**Task**: Please retype the lines word for word, starting with the first one and going on through the line that contains "[[170, 199], [213, 139]]". Leave the pictures out of your copy.

**Point labeling data based on photos**:
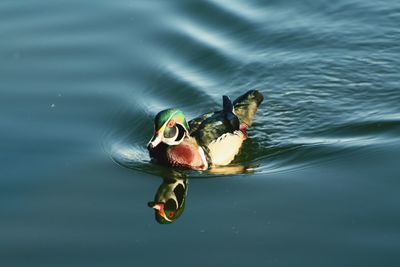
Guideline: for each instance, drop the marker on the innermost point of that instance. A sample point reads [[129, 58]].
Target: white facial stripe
[[203, 158]]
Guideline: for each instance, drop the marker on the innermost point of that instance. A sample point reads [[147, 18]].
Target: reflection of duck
[[170, 199], [213, 139]]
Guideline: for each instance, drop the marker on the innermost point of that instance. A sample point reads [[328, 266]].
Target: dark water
[[80, 82]]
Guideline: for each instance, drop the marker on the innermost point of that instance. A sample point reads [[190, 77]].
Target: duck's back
[[221, 133]]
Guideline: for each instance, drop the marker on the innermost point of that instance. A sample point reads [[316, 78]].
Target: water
[[80, 82]]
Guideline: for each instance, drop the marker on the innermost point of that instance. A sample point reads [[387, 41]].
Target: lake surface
[[80, 83]]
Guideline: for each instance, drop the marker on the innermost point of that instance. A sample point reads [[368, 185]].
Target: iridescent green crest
[[174, 115]]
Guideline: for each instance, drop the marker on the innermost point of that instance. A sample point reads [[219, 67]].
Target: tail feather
[[245, 106]]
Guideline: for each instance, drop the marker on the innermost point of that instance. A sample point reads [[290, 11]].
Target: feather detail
[[224, 149]]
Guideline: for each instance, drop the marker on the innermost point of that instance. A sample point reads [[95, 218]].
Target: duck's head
[[170, 127]]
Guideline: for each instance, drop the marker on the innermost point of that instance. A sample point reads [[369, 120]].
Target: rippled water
[[80, 83]]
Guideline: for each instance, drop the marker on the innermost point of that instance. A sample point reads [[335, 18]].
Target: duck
[[210, 140]]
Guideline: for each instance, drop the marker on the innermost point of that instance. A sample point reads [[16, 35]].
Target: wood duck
[[213, 139]]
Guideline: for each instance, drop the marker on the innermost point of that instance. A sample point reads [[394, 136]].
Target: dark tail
[[246, 106]]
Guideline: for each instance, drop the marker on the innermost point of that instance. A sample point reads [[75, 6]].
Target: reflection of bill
[[169, 201]]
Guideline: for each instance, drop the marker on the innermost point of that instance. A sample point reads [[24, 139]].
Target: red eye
[[171, 123]]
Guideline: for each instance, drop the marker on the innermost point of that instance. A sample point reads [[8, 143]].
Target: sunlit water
[[316, 184]]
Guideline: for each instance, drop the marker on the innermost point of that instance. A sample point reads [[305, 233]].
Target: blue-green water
[[80, 82]]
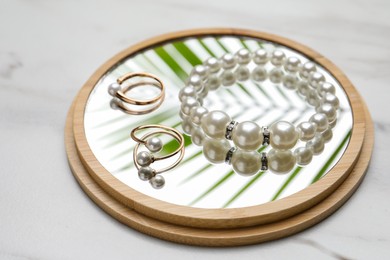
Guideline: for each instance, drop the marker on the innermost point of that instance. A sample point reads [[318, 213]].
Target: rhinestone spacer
[[229, 155], [229, 130], [264, 161], [266, 135]]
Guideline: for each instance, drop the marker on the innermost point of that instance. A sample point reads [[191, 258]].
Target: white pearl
[[278, 57], [215, 150], [247, 136], [327, 135], [330, 98], [144, 158], [182, 115], [283, 135], [196, 82], [146, 173], [292, 64], [290, 82], [228, 78], [333, 123], [214, 124], [280, 162], [303, 155], [204, 92], [114, 103], [246, 163], [260, 57], [325, 87], [213, 82], [242, 73], [197, 136], [197, 113], [316, 79], [276, 75], [186, 92], [243, 57], [187, 125], [214, 64], [200, 70], [229, 61], [328, 110], [113, 89], [259, 74], [187, 104], [154, 144], [320, 120], [316, 144], [303, 87], [307, 69], [157, 181], [312, 98], [306, 130]]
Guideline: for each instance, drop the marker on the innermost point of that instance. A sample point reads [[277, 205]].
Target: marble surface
[[48, 49]]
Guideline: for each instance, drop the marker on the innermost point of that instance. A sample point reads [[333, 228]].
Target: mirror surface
[[196, 182]]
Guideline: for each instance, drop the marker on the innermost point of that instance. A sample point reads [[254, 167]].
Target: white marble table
[[48, 49]]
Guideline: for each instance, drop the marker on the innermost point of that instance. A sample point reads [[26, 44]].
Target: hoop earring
[[143, 160], [120, 98]]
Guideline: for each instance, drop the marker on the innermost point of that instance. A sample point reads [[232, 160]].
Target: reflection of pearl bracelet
[[248, 136]]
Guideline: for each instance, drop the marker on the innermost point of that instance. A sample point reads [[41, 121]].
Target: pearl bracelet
[[247, 136]]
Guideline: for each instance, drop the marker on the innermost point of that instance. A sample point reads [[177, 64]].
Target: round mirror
[[196, 182]]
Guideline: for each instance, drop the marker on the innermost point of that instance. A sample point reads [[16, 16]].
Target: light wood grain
[[219, 237], [221, 218]]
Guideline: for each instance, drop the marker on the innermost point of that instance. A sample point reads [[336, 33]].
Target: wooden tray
[[230, 226]]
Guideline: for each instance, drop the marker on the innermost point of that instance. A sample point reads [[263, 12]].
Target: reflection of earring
[[143, 159], [120, 97]]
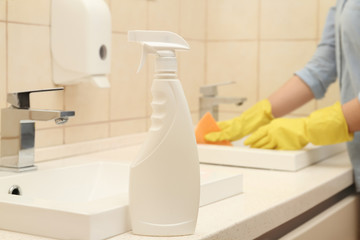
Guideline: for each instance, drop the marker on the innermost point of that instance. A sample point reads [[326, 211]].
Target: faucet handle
[[21, 100], [211, 89]]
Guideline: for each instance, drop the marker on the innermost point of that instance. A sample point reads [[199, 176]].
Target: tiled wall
[[258, 44]]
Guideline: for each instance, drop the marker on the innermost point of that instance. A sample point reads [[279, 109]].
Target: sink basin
[[86, 201], [242, 156]]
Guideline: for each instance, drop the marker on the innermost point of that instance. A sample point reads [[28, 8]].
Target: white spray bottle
[[164, 188]]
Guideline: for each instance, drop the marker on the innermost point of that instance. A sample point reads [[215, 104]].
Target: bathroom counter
[[270, 198]]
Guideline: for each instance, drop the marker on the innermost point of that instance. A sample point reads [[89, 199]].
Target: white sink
[[87, 201]]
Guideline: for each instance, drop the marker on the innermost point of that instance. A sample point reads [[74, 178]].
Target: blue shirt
[[338, 56]]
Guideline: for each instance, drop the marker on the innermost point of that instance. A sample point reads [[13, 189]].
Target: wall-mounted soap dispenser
[[81, 41]]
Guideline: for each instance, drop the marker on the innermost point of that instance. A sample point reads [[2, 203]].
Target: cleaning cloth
[[207, 124]]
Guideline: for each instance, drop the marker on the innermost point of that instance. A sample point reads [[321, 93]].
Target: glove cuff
[[328, 126]]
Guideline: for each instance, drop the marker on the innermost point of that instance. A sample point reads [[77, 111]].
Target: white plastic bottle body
[[164, 188]]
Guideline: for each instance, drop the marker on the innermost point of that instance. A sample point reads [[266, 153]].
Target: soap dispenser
[[164, 187], [81, 41]]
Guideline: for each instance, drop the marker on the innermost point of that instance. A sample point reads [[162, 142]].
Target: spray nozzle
[[163, 44]]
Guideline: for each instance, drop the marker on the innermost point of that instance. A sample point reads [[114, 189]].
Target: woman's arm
[[293, 94]]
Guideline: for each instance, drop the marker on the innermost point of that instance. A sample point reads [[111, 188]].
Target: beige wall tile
[[288, 19], [192, 19], [128, 15], [234, 61], [332, 95], [128, 89], [324, 7], [124, 127], [2, 9], [29, 11], [195, 117], [232, 19], [192, 72], [3, 67], [89, 132], [164, 15], [49, 137], [278, 62], [90, 103], [29, 58]]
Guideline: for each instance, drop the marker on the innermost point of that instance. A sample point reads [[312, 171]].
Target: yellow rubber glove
[[323, 127], [250, 120]]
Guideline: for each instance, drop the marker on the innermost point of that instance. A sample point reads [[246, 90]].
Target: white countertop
[[270, 198]]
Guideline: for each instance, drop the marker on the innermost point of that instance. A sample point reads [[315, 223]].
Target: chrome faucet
[[18, 130], [209, 102]]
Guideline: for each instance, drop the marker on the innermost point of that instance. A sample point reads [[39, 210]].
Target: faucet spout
[[210, 102], [18, 131]]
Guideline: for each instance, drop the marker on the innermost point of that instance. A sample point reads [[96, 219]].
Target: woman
[[337, 56]]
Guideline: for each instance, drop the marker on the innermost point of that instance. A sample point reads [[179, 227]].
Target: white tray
[[241, 156]]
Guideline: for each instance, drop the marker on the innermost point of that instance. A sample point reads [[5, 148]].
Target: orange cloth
[[207, 124]]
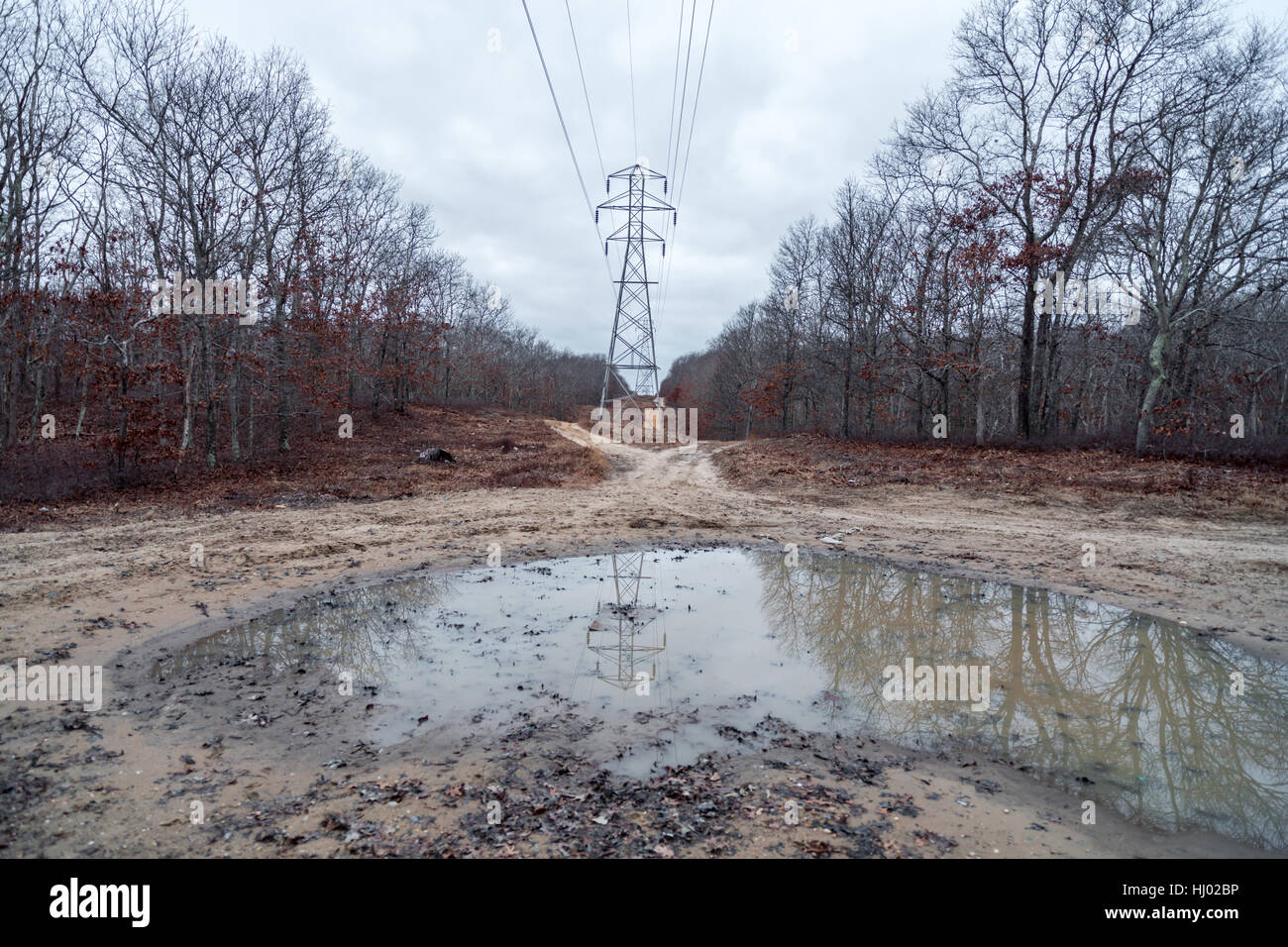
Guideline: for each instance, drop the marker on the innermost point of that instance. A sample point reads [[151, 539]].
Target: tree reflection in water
[[1137, 705], [362, 631]]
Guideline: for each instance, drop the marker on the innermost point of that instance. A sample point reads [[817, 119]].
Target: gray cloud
[[795, 98]]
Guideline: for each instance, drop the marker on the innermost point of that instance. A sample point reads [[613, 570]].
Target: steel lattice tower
[[631, 355]]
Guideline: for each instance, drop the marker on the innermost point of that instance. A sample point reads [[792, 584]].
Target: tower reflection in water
[[625, 656]]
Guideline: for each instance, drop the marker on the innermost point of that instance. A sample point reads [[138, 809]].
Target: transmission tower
[[631, 355]]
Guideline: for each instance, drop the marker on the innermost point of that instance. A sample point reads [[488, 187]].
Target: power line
[[684, 93], [697, 94], [572, 154], [630, 52], [675, 86], [603, 172], [679, 193]]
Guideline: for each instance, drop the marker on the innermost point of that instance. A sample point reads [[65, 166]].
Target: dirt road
[[123, 781]]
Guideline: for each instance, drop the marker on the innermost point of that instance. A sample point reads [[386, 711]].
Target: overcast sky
[[451, 97]]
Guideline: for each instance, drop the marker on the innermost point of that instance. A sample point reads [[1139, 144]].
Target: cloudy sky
[[451, 97]]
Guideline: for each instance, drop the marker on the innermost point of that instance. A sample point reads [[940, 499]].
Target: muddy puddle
[[682, 652]]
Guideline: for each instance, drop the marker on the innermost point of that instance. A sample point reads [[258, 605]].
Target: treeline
[[1136, 147], [136, 149]]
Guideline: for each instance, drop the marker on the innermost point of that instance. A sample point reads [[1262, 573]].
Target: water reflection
[[365, 633], [616, 637], [1138, 705], [1117, 706]]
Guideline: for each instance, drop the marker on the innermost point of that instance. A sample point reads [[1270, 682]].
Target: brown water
[[669, 648]]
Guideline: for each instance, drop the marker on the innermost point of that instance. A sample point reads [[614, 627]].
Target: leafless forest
[[136, 147], [1136, 144]]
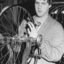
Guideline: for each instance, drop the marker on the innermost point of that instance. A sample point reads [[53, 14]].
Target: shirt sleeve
[[53, 50]]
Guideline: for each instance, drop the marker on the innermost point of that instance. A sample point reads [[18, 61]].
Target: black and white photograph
[[31, 31]]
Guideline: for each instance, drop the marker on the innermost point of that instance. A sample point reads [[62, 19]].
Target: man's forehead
[[42, 0]]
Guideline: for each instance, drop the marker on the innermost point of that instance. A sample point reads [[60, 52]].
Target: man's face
[[41, 7]]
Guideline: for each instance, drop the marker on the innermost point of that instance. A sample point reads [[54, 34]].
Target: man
[[52, 44]]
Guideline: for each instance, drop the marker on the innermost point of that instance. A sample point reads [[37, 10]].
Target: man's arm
[[53, 50]]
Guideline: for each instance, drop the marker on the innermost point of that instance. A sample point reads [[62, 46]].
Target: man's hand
[[32, 30]]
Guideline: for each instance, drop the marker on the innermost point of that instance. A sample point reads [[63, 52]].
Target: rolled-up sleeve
[[53, 50]]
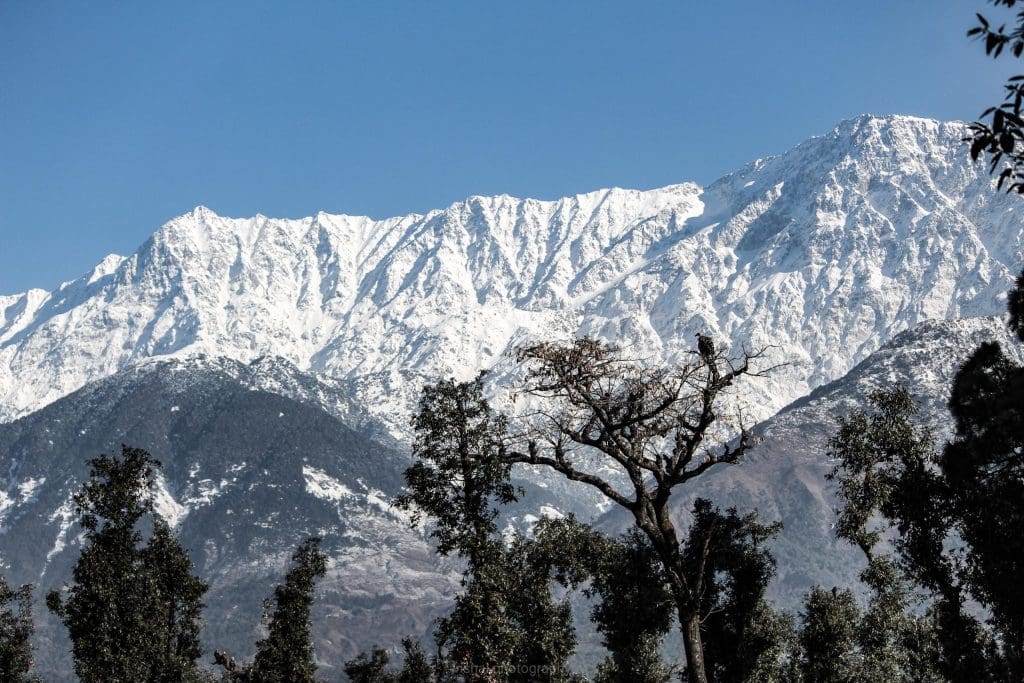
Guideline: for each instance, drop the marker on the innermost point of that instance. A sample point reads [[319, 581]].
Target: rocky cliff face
[[823, 252], [272, 365]]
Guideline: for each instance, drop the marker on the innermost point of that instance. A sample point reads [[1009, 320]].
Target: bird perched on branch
[[706, 345]]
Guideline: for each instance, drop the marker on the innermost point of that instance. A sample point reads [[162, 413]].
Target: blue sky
[[116, 117]]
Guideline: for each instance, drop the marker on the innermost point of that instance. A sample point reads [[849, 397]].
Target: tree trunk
[[690, 625]]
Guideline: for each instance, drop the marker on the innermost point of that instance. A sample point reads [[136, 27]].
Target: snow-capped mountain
[[823, 252], [247, 475]]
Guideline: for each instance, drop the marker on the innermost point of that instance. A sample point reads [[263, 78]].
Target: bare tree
[[658, 426]]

**Solution for this task**:
Guideline: for each instance, drop the marker on the innermost point of that instance. A sample point reads [[129, 58]].
Target: white facial stripe
[[203, 158]]
Guideline: for each instance, drop the marker on the innermost point of that instance. A sample point reads [[147, 18]].
Target: reflection of duck
[[170, 199], [213, 139]]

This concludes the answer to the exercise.